Dataset items:
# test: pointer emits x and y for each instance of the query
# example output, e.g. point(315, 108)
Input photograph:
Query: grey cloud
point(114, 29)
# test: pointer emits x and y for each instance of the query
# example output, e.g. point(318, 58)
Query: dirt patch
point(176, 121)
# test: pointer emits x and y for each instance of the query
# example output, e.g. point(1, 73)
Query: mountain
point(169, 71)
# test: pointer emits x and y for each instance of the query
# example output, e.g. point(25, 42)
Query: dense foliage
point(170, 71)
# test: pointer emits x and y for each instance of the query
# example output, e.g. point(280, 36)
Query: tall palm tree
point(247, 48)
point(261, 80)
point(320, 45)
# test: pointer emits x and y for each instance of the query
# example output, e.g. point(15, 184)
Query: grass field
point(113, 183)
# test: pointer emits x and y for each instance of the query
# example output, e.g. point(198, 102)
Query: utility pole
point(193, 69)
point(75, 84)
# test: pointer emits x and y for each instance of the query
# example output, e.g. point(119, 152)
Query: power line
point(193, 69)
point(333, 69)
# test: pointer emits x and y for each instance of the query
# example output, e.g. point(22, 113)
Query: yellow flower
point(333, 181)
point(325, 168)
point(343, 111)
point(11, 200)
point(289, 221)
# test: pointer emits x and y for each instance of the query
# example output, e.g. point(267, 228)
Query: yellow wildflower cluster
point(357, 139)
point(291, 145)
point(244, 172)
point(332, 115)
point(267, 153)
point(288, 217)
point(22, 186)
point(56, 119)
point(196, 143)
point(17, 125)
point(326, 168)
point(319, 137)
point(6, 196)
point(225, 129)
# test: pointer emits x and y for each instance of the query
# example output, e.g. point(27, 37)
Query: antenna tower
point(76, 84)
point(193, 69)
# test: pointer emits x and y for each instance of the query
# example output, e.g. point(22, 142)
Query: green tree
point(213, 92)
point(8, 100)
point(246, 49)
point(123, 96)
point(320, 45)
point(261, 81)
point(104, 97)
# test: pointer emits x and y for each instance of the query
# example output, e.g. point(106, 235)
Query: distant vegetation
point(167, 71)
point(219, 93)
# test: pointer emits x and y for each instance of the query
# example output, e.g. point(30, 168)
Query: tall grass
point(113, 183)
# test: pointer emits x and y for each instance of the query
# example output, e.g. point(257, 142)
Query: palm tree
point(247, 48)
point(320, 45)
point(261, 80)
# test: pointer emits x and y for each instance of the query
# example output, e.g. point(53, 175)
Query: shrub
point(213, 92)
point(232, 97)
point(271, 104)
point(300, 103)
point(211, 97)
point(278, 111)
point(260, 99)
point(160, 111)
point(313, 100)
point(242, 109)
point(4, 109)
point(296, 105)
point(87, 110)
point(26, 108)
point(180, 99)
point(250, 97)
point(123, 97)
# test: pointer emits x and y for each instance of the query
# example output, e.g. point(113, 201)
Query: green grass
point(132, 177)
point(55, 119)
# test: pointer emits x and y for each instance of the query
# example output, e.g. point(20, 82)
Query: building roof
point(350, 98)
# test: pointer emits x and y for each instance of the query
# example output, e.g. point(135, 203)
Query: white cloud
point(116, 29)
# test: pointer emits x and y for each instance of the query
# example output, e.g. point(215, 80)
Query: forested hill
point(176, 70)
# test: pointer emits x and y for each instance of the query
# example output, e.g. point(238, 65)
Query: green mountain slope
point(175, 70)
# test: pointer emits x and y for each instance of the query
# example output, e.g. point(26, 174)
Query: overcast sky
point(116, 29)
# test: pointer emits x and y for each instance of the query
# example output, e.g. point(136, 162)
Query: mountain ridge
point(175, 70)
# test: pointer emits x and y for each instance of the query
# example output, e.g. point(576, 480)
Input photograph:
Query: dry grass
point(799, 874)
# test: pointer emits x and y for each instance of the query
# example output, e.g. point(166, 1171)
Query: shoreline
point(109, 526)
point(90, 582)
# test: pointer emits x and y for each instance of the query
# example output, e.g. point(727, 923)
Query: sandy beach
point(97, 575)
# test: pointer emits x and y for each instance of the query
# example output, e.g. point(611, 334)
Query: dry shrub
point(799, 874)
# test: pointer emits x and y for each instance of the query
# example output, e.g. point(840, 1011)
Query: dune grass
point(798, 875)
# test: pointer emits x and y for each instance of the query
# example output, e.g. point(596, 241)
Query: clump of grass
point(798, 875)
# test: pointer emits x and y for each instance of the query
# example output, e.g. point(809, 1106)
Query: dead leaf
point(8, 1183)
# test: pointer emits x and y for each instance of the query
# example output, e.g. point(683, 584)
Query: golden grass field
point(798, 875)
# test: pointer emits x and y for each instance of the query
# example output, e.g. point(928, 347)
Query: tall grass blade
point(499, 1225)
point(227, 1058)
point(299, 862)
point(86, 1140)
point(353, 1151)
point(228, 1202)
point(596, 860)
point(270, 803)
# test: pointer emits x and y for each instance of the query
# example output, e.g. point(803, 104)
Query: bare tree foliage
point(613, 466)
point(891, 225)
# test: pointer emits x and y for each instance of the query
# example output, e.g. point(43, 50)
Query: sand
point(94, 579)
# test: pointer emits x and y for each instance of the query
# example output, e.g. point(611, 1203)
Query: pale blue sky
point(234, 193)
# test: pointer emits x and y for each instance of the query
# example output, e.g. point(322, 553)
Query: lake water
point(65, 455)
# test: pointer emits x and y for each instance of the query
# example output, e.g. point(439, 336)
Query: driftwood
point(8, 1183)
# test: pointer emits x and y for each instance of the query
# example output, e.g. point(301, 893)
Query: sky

◆ **WRITTEN EXERCISE**
Rewrite all of the material, swapping each occurrence of "pointer" for "locator" and keeping everything else the same.

◆ **IN RESPONSE**
# test: locator emits x and y for each instance of the query
# example output, e.g. point(315, 108)
Input photograph:
Query: grey cloud
point(114, 29)
# test: locator emits x and y for each instance of the query
# example output, e.g. point(318, 58)
Query: dirt patch
point(176, 121)
# test: locator emits x and y for each instance of the query
# example output, e.g. point(1, 73)
Query: mountain
point(169, 71)
# test: locator emits x and y for each instance of the query
# example output, e.g. point(25, 42)
Query: dense foliage
point(170, 71)
# test: locator emits x and y for each instance of the query
# example output, e.g. point(280, 36)
Query: tall palm tree
point(247, 48)
point(261, 80)
point(320, 45)
# test: locator emits x and y for each instance of the query
# example output, e.g. point(15, 184)
Query: grass field
point(113, 183)
# test: locator emits x and y for each instance of the query
# example output, e.g. point(198, 102)
Query: utility pole
point(193, 69)
point(75, 84)
# test: locator emits x and y for each instance of the query
# example output, e.g. point(119, 152)
Query: power line
point(193, 69)
point(333, 69)
# test: locator emits x and y for each instance of the query
# example output, e.g. point(22, 113)
Query: yellow flower
point(333, 181)
point(325, 168)
point(343, 111)
point(11, 200)
point(289, 221)
# test: locator emits x and y for each instance of the query
# example output, e.g. point(267, 228)
Query: yellow wildflower cluster
point(357, 139)
point(291, 145)
point(244, 172)
point(332, 115)
point(267, 153)
point(288, 217)
point(22, 186)
point(56, 119)
point(196, 143)
point(17, 125)
point(326, 168)
point(319, 137)
point(6, 196)
point(225, 129)
# test: locator emits x and y for each instance of the query
# example output, e.g. point(27, 37)
Query: antenna tower
point(76, 84)
point(193, 69)
# test: locator emits x and y for each instance of the query
# example output, e.g. point(22, 142)
Query: green tree
point(213, 92)
point(8, 100)
point(246, 49)
point(123, 96)
point(320, 45)
point(261, 81)
point(104, 97)
# test: locator emits x and y for each instance of the query
# example output, e.g. point(106, 235)
Query: distant vegetation
point(167, 71)
point(219, 93)
# test: locator emits x and y for each instance of the query
# example output, e.g. point(30, 168)
Query: tall grass
point(113, 183)
# test: locator emits x and y for each instance of the query
# example output, e.g. point(257, 142)
Query: palm tree
point(247, 48)
point(320, 45)
point(261, 80)
# test: locator emits x and y for each instance of the query
# example output, e.g. point(53, 175)
Query: shrub
point(213, 92)
point(232, 97)
point(271, 104)
point(300, 103)
point(211, 97)
point(278, 111)
point(260, 99)
point(160, 111)
point(313, 100)
point(242, 109)
point(4, 109)
point(296, 105)
point(87, 110)
point(26, 108)
point(180, 99)
point(250, 97)
point(123, 97)
# test: locator emits x and y for each instance of the query
# example output, e.g. point(113, 201)
Query: green grass
point(132, 177)
point(55, 119)
# test: locator emits x and y for each instance of the query
# example output, e.g. point(20, 82)
Query: building roof
point(350, 98)
# test: locator emits x and y for each instance of the query
# example output, e.g. point(135, 203)
Query: white cloud
point(116, 29)
# test: locator emits x and y for each instance of the query
# example output, e.g. point(215, 80)
Query: forested hill
point(176, 70)
# test: locator emits x and y for each instance of the query
# example output, e.g. point(238, 65)
Query: green mountain slope
point(175, 70)
# test: locator emits x and y for each instance of the query
# example output, e.g. point(26, 174)
Query: overcast sky
point(116, 29)
# test: locator emits x and y for each instance of the query
# example output, e.g. point(136, 162)
Query: mountain ridge
point(175, 70)
# test: locator emits x and y for each instance of the query
# example output, e.g. point(576, 480)
Input photograph:
Query: dry grass
point(799, 874)
# test: locator emits x and y for each instance of the query
# example output, e.g. point(166, 1171)
Query: shoreline
point(109, 526)
point(90, 582)
# test: locator emits x and y for each instance of the query
# example output, e.g. point(727, 923)
Query: sandy beach
point(97, 575)
# test: locator emits x and y for each instance of the query
# example output, e.g. point(611, 334)
Query: dry shrub
point(799, 874)
# test: locator emits x and y for each instance of the query
# example output, e.g. point(840, 1011)
Query: dune grass
point(798, 875)
# test: locator emits x and y for each instance of the query
# example output, e.g. point(596, 241)
Query: clump of grass
point(798, 875)
# test: locator emits x and y for each instance of the query
# example output, e.g. point(809, 1106)
Query: dead leaf
point(8, 1183)
# test: locator emits x and y for each instance of the query
# example output, e.g. point(683, 584)
Query: golden grass field
point(798, 875)
# test: locator emits x and y for each instance of the query
# example output, e.g. point(928, 347)
Query: tall grass blade
point(499, 1225)
point(227, 1058)
point(299, 862)
point(86, 1140)
point(353, 1151)
point(228, 1202)
point(596, 860)
point(270, 803)
# test: locator emits x and y for each instance of the query
# example output, e.g. point(803, 104)
Query: bare tree foliage
point(613, 466)
point(891, 225)
# test: locator emits x and y for each instance of the query
# example output, e.g. point(43, 50)
Query: sand
point(94, 579)
# test: locator emits x and y for each instance of the query
# example output, e.g. point(611, 1203)
Query: pale blue sky
point(234, 193)
# test: locator emits x and y for each instance of the query
# example output, e.g. point(322, 553)
Query: lake water
point(65, 455)
# test: locator emits x and y for each instance of the query
# example output, e.g. point(439, 336)
Query: driftwood
point(8, 1183)
# test: locator emits x and y for each instance of the query
# example output, e.g. point(301, 893)
Query: sky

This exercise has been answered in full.